| RECORDS FOR THE TASK |
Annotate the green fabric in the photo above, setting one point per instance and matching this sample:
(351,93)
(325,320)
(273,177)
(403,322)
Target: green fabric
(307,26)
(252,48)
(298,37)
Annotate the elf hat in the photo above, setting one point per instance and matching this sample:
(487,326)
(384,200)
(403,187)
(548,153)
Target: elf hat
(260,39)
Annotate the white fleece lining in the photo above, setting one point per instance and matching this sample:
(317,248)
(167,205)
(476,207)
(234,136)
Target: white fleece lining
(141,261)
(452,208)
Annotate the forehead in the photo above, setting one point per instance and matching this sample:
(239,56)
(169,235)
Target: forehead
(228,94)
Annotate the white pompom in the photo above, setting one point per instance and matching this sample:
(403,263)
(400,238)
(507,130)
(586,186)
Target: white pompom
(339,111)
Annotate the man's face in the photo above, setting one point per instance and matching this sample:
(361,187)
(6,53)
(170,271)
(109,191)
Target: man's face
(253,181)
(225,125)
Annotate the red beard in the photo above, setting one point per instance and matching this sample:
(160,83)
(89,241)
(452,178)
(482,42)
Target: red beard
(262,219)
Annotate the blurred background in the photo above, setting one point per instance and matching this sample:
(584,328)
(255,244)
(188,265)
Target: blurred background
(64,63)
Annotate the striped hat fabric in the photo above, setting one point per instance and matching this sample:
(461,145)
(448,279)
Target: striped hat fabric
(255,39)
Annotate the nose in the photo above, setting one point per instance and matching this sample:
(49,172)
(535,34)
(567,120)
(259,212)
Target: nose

| WHAT THIS TASK INVOLVES |
Edit the stretch from the line containing "Annotate the forehead" through the end of the records, swapping "red beard" for "ginger beard" and leaving every other character untouched. Return only those lines.

| EXERCISE ANSWER |
Annotate the forehead in the photo above, setting one point per instance and matching this sample:
(239,56)
(169,235)
Target: forehead
(228,94)
Annotate the white pompom in the photo above, setting one point per instance and matching this sample:
(403,263)
(400,238)
(507,130)
(586,186)
Target: white pompom
(339,111)
Annotate the man's face in the photo above, setting one point per instance and matching this sample:
(361,187)
(6,53)
(170,271)
(109,191)
Target: man's face
(253,181)
(225,125)
Annotate the ginger beard in the photo above, setting one point per instance and matching this sample:
(160,83)
(89,241)
(452,178)
(482,42)
Target: ginger beard
(262,219)
Annotate the blurred background in the photo above, setting one point per instance and matching this sample:
(584,328)
(255,244)
(188,265)
Target: blurred background
(64,63)
Annotate the striped hat fabric in the photo above, setting one point per instance and matching this sample:
(461,145)
(448,279)
Target: striped hat fabric
(255,39)
Annotate the nose in the photo above, setting one point per instance and matching this sample:
(49,172)
(535,34)
(567,120)
(259,212)
Target: nose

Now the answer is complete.